SELECTED PASSAGE
****

Notice, by the way, that none of this was invented by Moses or Aaron. As God told them, they did it, and what the Lord said is recorded here. Here's what God commanded in Verses 3-5: "Speak to all the congregation of Israel, saying, ‘On the tenth of this month they are each one to take a lamb for themselves, according to their fathers’ households, a lamb for each household. 4 Now if the household is too small for a lamb, then he and his neighbor nearest to his house are to take one according to the number of persons in them; according to what each man should eat, you are to divide the lamb. 5 Your lamb shall be an unblemished male a year old; you may take it from the sheep or from the goats." This is not an introduction to religious ritual...instead it's a remembrance of events that were occurring at the time of these verses.

****

DATA LINES

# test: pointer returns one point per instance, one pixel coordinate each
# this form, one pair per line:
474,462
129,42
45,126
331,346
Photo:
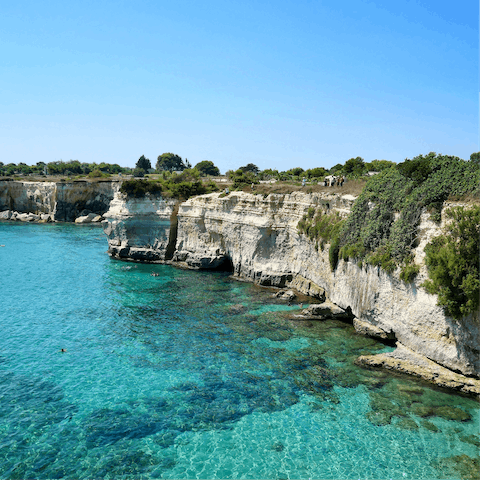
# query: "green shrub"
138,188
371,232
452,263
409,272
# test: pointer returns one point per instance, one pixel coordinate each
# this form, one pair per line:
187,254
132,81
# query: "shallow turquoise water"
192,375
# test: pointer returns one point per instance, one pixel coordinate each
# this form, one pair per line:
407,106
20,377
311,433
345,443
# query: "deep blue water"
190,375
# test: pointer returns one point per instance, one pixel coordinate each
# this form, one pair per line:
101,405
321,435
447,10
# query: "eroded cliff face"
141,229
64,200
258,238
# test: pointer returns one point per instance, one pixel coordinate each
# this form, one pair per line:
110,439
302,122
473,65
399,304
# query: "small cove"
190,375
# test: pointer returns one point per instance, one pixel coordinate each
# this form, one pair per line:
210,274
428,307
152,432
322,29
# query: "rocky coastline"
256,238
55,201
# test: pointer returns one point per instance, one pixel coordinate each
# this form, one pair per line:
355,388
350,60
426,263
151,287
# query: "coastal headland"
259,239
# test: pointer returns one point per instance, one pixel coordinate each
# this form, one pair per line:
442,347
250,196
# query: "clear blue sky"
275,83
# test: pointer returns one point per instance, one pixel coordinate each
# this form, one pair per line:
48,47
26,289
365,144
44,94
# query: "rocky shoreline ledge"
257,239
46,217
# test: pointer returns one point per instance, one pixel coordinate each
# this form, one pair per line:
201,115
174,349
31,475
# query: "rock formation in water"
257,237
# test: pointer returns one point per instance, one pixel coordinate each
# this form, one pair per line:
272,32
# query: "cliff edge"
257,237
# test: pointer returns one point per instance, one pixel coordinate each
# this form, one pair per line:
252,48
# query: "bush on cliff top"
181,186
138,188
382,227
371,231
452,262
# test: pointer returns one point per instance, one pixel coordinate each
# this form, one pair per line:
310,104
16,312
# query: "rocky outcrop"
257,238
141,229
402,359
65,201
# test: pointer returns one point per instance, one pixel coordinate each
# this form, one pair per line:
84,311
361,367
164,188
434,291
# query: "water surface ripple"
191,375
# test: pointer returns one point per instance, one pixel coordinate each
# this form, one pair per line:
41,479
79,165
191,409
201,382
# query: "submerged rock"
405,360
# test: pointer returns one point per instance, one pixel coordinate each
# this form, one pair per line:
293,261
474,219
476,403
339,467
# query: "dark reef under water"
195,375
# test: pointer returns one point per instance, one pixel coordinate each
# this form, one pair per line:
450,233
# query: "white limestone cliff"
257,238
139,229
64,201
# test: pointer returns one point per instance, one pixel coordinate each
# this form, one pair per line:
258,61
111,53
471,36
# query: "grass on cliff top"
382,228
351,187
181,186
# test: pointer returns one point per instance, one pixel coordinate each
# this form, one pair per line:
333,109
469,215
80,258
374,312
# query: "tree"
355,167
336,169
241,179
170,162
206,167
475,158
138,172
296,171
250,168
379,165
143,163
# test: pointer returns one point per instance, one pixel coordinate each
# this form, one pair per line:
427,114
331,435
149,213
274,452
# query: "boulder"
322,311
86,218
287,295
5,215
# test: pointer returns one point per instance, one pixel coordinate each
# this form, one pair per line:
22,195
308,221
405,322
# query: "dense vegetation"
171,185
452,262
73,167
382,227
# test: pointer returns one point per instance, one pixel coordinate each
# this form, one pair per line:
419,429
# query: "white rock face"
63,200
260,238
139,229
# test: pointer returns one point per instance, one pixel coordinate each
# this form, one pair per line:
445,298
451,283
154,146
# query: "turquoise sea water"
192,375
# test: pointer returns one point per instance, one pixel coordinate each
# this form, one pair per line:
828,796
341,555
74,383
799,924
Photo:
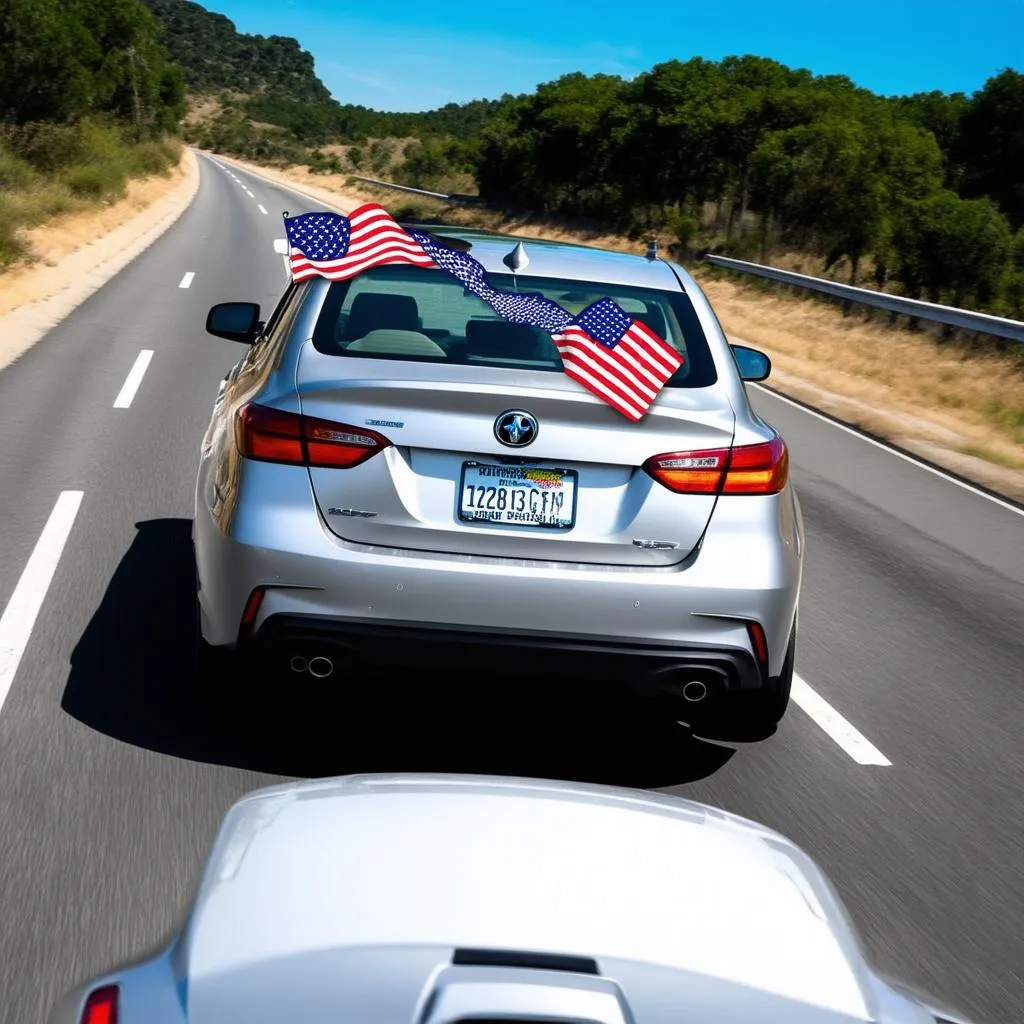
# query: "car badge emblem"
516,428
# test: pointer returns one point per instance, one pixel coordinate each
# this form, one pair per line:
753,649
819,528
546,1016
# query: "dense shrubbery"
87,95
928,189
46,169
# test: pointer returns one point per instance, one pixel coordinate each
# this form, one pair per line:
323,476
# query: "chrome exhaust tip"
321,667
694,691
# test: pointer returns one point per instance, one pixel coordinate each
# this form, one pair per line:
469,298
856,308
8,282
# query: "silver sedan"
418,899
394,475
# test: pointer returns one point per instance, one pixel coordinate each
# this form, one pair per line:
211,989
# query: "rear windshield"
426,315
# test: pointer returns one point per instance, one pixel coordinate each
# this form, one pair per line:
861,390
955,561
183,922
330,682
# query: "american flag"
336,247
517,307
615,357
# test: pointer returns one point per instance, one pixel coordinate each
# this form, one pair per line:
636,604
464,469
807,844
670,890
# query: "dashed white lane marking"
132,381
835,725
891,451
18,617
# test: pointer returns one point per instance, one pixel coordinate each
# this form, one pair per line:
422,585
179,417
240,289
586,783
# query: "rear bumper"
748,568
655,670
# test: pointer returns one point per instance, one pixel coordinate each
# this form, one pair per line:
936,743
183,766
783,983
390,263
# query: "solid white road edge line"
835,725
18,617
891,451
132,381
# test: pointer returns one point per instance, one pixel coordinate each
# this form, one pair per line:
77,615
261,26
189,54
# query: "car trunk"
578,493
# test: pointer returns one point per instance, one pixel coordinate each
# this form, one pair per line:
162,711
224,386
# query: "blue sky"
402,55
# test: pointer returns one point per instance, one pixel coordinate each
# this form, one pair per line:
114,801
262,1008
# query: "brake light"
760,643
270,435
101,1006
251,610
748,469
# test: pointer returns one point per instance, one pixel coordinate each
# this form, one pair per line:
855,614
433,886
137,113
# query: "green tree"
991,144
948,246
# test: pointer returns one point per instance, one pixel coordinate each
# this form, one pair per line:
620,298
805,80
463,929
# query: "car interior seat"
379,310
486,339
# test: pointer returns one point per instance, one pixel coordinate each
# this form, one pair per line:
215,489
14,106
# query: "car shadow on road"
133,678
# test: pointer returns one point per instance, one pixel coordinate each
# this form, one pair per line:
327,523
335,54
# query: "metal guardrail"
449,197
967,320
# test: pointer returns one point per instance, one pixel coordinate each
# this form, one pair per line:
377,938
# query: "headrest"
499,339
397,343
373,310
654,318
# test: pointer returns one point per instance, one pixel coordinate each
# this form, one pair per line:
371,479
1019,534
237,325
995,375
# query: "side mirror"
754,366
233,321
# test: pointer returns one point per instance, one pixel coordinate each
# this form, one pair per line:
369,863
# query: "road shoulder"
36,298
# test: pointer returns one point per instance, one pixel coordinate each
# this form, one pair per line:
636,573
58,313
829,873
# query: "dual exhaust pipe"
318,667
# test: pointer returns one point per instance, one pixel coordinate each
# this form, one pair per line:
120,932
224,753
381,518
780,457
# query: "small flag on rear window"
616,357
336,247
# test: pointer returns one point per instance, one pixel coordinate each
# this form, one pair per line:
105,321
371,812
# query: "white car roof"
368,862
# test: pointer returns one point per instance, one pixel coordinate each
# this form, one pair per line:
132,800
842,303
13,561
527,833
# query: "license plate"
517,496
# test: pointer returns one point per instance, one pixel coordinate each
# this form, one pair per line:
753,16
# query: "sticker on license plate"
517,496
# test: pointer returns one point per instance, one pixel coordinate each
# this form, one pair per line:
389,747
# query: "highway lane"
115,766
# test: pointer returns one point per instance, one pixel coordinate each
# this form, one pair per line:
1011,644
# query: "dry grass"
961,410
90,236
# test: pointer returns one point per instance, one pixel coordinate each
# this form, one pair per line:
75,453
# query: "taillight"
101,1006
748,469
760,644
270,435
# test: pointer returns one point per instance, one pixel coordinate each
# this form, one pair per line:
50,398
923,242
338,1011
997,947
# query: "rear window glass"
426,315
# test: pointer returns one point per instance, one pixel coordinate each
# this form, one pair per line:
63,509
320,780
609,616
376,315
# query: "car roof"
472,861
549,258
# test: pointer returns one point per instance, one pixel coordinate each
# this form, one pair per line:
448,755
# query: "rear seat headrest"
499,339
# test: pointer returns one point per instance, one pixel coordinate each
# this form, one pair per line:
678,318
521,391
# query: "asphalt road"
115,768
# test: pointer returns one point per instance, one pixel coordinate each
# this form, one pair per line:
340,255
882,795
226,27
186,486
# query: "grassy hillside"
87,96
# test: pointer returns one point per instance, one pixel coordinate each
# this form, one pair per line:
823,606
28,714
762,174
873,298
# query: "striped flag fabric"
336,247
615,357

****

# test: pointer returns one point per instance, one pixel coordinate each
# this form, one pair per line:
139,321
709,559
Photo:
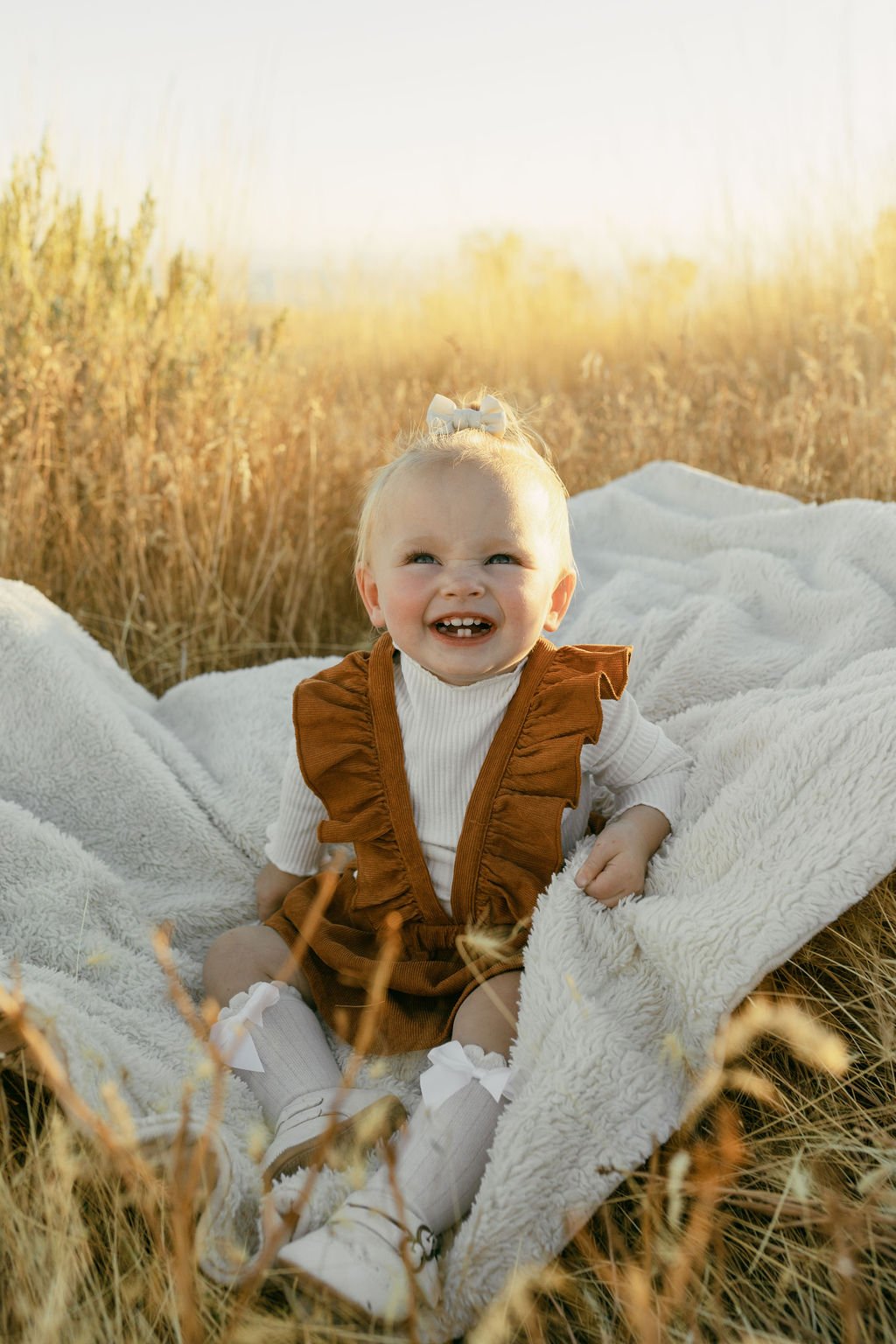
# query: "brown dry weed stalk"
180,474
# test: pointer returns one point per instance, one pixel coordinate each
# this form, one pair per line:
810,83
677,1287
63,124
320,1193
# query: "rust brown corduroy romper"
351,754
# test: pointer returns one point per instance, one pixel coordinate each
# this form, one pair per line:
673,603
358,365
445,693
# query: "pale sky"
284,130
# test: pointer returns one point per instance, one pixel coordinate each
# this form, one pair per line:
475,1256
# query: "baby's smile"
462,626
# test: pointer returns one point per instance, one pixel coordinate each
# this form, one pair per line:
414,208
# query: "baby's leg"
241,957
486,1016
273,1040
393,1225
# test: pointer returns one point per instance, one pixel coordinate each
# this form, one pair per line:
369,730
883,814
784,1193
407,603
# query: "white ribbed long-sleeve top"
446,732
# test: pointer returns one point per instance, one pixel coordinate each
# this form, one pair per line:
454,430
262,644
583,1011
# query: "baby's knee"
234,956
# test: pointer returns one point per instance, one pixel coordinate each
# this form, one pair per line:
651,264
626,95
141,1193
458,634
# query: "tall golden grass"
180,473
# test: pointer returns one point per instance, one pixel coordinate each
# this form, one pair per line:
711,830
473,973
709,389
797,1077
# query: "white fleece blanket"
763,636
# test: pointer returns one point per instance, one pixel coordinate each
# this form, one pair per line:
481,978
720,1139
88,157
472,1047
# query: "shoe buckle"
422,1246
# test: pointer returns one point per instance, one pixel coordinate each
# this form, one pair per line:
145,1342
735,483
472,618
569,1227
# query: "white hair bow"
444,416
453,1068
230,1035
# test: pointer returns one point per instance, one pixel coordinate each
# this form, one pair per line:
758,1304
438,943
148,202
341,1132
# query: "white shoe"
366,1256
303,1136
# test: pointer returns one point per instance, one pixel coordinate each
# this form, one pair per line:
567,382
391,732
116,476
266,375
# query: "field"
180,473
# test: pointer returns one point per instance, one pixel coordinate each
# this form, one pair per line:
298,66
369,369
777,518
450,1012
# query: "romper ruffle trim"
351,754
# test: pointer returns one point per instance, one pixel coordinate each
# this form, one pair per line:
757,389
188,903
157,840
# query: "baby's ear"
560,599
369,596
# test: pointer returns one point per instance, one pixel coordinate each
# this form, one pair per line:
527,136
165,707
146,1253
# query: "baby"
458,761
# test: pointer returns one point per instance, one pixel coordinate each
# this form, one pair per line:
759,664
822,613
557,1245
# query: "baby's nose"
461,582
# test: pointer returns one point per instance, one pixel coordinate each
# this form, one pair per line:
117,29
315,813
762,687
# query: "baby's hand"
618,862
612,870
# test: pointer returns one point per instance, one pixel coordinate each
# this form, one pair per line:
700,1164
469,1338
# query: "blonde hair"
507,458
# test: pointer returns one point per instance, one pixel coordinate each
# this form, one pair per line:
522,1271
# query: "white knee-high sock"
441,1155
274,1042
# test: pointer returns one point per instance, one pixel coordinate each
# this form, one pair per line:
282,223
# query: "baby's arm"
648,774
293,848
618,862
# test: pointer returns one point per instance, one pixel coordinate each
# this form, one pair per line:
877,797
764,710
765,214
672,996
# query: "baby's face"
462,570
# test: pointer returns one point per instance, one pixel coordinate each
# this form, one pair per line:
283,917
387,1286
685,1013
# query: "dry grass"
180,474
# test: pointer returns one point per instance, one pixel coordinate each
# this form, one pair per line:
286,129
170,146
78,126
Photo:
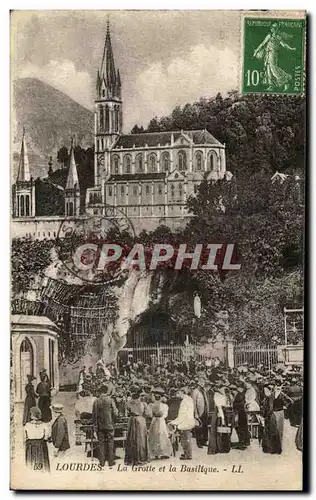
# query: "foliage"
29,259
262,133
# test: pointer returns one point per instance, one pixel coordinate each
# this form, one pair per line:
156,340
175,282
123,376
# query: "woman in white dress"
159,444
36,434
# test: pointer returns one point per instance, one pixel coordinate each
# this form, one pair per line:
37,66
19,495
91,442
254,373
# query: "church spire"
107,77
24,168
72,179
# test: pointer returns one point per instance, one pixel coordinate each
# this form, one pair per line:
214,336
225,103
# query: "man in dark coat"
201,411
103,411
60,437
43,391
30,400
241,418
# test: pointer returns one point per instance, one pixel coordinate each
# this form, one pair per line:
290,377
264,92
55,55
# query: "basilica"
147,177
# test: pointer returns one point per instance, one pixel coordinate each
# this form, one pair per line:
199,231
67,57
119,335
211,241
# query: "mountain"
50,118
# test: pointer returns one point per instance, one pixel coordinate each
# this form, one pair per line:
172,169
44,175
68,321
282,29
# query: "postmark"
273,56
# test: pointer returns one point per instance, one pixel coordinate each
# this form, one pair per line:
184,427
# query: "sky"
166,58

****

EXERCISE INSTRUCTIONS
1. Copy word for word the part of the commentary on the lamb commanded in Verses 3-5: begin at the words "Notice, by the" and stop after "of these verses.".
2. Answer these questions from the commentary on the lamb commanded in Verses 3-5:
(a) Which two people does the commentary say did not invent any of this?
(b) On what day of the month is each household to take a lamb?
(c) From which animals may the lamb be taken?
3. Continue the commentary on the lamb commanded in Verses 3-5 from the point where it stops.

IN RESPONSE
1.
Notice, by the way, that none of this was invented by Moses or Aaron. As God told them, they did it, and what the Lord said is recorded here. Here's what God commanded in Verses 3-5: "Speak to all the congregation of Israel, saying, ‘On the tenth of this month they are each one to take a lamb for themselves, according to their fathers’ households, a lamb for each household. 4 Now if the household is too small for a lamb, then he and his neighbor nearest to his house are to take one according to the number of persons in them; according to what each man should eat, you are to divide the lamb. 5 Your lamb shall be an unblemished male a year old; you may take it from the sheep or from the goats." This is not an introduction to religious ritual...instead it's a remembrance of events that were occurring at the time of these verses.

2.
(a) Moses and Aaron.
(b) The tenth of the month.
(c) From the sheep or from the goats.

3.
As you read about the inception of the Passover, as revealed here, also remember—these words and events are prophetic of the Messiah, Jesus Christ, called by John the Baptist, "The Lamb of God who takes away the sin of the world" (John 1:29). God's method of delivering Israel from Egypt was both an event and a parable of something incredibly significant that was to be in the future. As to each of the lambs to be sacrificed, Verses 6-10 continue, "You shall keep it until the fourteenth day of the same month, then the whole assembly of the congregation of Israel is to kill it at twilight. 7 Moreover, they shall take some of the blood and put it on the two doorposts and on the lintel of the houses in which they eat it. 8 They shall eat the flesh that same night, roasted with fire, and they shall eat it with unleavened bread and bitter herbs. 9 Do not eat any of it raw or boiled at all with water, but rather roasted with fire, both its head and its legs along with its entrails. 10 And you shall not leave any of it over until morning, but whatever is left of it until morning, you shall burn with fire." The lamb was to be young, "unblemished," slain at a specific time, prepared in a certain way, and utterly destroyed. Notice, by the way, that placing blood on each side of the doorposts and upon the "lintel," the top of the door, you have made the shape of a cross, an instrument of execution that did not yet exist at the time of Moses.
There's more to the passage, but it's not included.